Alas, even on VMs, full redundancy is expensive. I could have just bought sufficiently small instances to host everything at Vultr and stay within my budget, but I’m betting I’ll get better performance overall by directing all traffic to a beefed-up instance at Vultr (mostly superior to the old hardware I’m currently on) under nominal conditions, and have the load balancer fail over to a backend server on hardware in my home office for the short periods where my main Vultr instance is unavailable. My home office isn’t the Tier 4 DuPont Fabros facility in Piscataway, NJ that the rest of the instances will reside in, but it is server grade components with a battery backup that hasn’t seen a power failure yet, and the probability of a simultaneous outage of both webservers seems very low.

The two backend webservers need to be essentially identical for sanity’s sake. However, as hinted in other posts such as the one where I installed an Intel Atom SoC board, I’m a bit obsessive about power efficiency, and there was no way in hell I was running a separate machine at home to serve up a few minutes of hosting a month. So, I needed to figure out KVM.

As near as I can ascertain having completed this experience, there are one or two defaults you always need to override if you want a VM that can write to its block device and communicate on a network.

  1. You probably need to create an ethernet bridge on the host system, onto which you attach your guests’ virtualized NICs. Examples abound for configuring the bridge itself in various linux distros, but none seem to mention with clarity that the host kernel needs to be told not to pump all the ethernet packets traversing the (layer 2!) bridge through the (layer 3!) IPTables. I’m puzzled whose idea this was, but someone made this thing called bridge-nf and apparently talked their way into it being default ‘on’ in the Linux kernel. Maybe that would be nice if you wanted run suricata on a machine separate from your main router, or something, but yeah otherwise I’d recommend turning this off:
    cd /proc/sys/net/bridge
    for f in bridge-nf-call-*; do echo 0 > $f; done
    

    …and if the bridge should pass tagged vlan traffic, snag bridge-nf-filter-vlan-tagged too. See http://unix.stackexchange.com/questions/136918/why-does-my-firewall-iptables-interfere-in-my-bridge-brctl/148082#comment-218527 for more detail. If you have strict iptables rules on your host, your guests won’t get any network connectivity — and on the flipside, while troubleshooting that problem I inadvertently made packets on the theoretically isolated bridge start appearing on a totally different network segment when I tested a blanket-accept rule on the host iptables’ FORWARD chain. I’m trying to isolate my hosting-related vlan and subnet from my plain-old home Internet connection sharing vlan and subnet, and to get this result was just wrong. Bridge-nf is scary stuff; turn it off.

  2. If you opt to use lvm volumes as the backing for your VM’s disks, virt-install provides a handy syntax to cause it to make and manage the logical volume along with the VM:
    virt-install --disk pool=vm-guest-vg,size=80,bus=virtio ...

DATA PROVIDED:

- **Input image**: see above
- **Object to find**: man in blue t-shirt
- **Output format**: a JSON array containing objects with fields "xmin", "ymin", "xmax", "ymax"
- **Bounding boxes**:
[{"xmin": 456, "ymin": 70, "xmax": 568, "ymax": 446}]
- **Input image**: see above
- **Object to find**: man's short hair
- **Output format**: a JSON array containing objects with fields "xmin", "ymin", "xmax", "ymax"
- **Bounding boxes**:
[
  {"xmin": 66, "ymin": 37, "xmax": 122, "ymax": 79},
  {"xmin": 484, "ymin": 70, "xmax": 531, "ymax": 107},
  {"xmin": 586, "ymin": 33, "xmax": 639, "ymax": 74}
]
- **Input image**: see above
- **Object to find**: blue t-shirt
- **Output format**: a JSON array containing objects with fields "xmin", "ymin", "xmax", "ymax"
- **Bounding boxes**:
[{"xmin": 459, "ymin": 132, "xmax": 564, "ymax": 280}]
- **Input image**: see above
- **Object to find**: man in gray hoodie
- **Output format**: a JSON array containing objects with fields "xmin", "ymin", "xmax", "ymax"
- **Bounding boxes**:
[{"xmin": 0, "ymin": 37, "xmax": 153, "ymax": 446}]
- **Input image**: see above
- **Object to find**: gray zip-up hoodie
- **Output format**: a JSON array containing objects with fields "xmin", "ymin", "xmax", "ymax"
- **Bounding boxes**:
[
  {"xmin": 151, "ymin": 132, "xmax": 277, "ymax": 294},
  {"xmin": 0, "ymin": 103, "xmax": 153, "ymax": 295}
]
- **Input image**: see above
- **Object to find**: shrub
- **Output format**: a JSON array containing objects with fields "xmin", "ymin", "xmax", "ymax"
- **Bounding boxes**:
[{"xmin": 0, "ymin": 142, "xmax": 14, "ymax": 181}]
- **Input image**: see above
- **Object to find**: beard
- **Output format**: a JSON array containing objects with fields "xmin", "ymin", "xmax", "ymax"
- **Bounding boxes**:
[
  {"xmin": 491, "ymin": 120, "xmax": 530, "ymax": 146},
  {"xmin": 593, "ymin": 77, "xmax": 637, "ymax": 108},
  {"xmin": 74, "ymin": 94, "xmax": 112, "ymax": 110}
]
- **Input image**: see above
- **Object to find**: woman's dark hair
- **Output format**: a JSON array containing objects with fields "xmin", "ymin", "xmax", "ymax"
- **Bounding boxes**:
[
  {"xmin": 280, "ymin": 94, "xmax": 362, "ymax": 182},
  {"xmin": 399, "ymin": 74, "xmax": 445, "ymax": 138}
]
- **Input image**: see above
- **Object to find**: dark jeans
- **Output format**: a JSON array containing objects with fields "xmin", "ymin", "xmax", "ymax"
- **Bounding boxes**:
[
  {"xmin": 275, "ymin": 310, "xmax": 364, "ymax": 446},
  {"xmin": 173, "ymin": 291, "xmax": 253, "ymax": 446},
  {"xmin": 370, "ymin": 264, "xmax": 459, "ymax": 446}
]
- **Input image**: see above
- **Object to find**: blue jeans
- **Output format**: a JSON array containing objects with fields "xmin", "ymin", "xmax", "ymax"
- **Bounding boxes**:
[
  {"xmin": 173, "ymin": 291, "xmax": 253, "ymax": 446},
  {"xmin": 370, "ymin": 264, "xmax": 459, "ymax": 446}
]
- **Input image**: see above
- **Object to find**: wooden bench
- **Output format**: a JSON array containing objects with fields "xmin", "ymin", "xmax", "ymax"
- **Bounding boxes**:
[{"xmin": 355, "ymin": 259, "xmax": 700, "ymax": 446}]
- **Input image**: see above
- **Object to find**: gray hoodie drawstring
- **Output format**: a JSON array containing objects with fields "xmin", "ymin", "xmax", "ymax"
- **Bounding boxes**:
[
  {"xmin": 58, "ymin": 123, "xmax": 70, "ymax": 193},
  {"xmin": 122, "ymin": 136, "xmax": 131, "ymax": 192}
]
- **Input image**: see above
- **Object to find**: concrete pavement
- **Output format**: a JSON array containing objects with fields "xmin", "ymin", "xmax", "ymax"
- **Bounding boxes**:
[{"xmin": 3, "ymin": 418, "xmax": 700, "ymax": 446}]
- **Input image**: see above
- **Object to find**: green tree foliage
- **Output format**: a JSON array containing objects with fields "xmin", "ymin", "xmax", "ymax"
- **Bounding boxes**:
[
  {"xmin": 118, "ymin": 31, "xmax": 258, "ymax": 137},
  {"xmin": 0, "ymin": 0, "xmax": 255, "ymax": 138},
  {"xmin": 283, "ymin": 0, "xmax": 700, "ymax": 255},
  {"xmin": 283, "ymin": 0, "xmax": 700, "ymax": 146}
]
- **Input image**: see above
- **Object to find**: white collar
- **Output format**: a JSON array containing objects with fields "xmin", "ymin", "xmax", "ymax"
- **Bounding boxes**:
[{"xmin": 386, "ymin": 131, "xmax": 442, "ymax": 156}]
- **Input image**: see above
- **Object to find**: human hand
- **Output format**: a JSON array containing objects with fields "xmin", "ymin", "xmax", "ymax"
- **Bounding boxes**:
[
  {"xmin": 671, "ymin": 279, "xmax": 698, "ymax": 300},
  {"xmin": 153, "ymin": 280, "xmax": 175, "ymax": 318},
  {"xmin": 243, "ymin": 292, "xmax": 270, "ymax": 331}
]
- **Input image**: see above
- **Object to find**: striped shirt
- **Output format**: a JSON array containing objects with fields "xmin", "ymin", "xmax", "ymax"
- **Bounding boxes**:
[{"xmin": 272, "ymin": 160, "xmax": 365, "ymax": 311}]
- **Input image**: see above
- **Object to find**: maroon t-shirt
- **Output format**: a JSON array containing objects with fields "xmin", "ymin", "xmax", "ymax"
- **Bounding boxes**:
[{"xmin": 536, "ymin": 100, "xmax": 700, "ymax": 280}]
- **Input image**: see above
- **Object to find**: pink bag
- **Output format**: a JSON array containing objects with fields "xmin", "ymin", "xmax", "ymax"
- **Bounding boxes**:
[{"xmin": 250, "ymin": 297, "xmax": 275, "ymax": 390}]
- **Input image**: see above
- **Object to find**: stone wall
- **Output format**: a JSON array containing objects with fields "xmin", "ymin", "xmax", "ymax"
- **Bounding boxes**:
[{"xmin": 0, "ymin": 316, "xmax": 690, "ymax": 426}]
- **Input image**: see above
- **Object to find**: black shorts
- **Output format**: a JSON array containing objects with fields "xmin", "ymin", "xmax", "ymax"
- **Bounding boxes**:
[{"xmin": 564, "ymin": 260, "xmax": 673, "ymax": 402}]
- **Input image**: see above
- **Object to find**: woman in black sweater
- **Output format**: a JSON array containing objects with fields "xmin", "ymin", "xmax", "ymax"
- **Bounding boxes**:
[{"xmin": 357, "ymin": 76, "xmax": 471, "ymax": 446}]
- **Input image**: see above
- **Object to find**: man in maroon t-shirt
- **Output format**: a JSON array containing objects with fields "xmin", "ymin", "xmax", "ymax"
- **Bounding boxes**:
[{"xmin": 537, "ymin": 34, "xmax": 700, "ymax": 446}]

TO DO:
#1 Answer these from the KVM passage, each on its own line:
(a) In what facility will the rest of the instances reside?
(b) What is the name of the feature that the passage says is on by default in the Linux kernel and recommends turning off?
(c) In the virt-install example, what size is given for the disk?
#2 Shorten the paragraph of the KVM passage that begins "The two backend webservers need to be" and keep its main facts.
#3 Resume the KVM passage after its last line and continue it.

ANSWERS FOR THE TASKS:
#1
(a) The Tier 4 DuPont Fabros facility in Piscataway, NJ.
(b) Bridge-nf.
(c) 80.

#2 The two backend webservers must be essentially identical. Because I care a great deal about power efficiency, I refused to run a separate machine at home for only a few minutes of hosting a month, so I had to learn KVM.

#3
    where vm-guest-vg is a volume group you’ve set aside for VM disks. This says, make me a new 80G logical volume in the vm-guest-vg volume group, associate it to this instance, and attach it as a disk on the guest through the optimized virtio bus. If you do this, your VM will experience many I/O errors. You must also add “sparse=false”:

    virt-install --disk pool=vm-guest-vg,size=80,bus=virtio,sparse=false ...

    and then, finally, your VM hosting environment will be reasonably usable to a guest operating system.

For completeness/my own reference later on, an entire virt-install command:

virt-install -n 'the-instances-name' --virt-type kvm --hvm --autostart -r 4096 --vcpus=4 --os-type=linux --os-variant=ubuntutrusty --cpu host --disk pool=vm-guest-vg,size=80,bus=virtio,sparse=false --network bridge=hostingbr,model=virtio --graphics vnc -c "/data/public/Program Installers/ubuntu-14.04.3-server-amd64.iso"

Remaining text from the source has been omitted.